▼▼▼

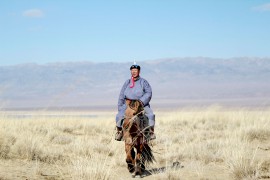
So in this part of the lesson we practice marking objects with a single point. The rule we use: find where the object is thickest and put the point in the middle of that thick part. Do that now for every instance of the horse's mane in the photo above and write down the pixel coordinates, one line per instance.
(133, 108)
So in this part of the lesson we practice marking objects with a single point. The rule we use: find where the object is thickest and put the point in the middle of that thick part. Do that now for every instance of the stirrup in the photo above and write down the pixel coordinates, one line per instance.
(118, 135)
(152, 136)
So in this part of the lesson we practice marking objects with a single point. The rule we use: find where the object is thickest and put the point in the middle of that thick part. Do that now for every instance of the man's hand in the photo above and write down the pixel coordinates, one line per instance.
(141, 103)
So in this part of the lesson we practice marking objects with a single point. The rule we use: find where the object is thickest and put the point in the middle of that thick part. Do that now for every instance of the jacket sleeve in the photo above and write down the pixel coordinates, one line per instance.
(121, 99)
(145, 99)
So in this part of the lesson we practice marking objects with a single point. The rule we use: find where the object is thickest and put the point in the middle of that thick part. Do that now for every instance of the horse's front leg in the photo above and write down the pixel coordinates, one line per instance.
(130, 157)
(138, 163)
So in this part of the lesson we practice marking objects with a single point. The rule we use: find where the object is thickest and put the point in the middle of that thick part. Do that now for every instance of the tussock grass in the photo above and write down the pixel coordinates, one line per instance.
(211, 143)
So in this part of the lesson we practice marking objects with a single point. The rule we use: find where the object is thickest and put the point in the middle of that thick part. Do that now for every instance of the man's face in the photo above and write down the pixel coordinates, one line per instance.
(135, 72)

▲▲▲
▼▼▼

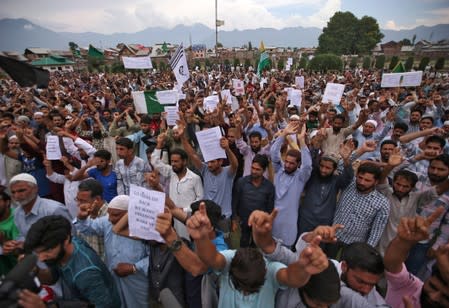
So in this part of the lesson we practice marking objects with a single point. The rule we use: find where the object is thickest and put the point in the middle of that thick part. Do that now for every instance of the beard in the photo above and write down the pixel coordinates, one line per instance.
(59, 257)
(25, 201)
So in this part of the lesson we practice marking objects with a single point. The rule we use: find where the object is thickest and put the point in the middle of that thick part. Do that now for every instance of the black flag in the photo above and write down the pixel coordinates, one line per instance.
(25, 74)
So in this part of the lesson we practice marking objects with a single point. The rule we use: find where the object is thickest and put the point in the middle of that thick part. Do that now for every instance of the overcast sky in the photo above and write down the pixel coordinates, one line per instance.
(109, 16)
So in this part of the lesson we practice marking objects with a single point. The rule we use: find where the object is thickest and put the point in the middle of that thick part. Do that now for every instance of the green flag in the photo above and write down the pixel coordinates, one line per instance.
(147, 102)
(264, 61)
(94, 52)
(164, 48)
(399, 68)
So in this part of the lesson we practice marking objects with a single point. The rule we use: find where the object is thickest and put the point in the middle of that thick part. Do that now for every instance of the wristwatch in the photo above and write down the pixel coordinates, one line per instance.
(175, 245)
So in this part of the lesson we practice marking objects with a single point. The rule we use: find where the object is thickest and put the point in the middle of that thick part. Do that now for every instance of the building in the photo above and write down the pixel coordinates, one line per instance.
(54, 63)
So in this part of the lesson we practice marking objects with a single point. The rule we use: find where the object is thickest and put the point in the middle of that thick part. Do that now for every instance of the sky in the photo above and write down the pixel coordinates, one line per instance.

▲▲▲

• _Work to complete_: Count the lines of the items above that contain the string "flag", matching case exactly, and reply with that number alone.

• _Right answer_: 2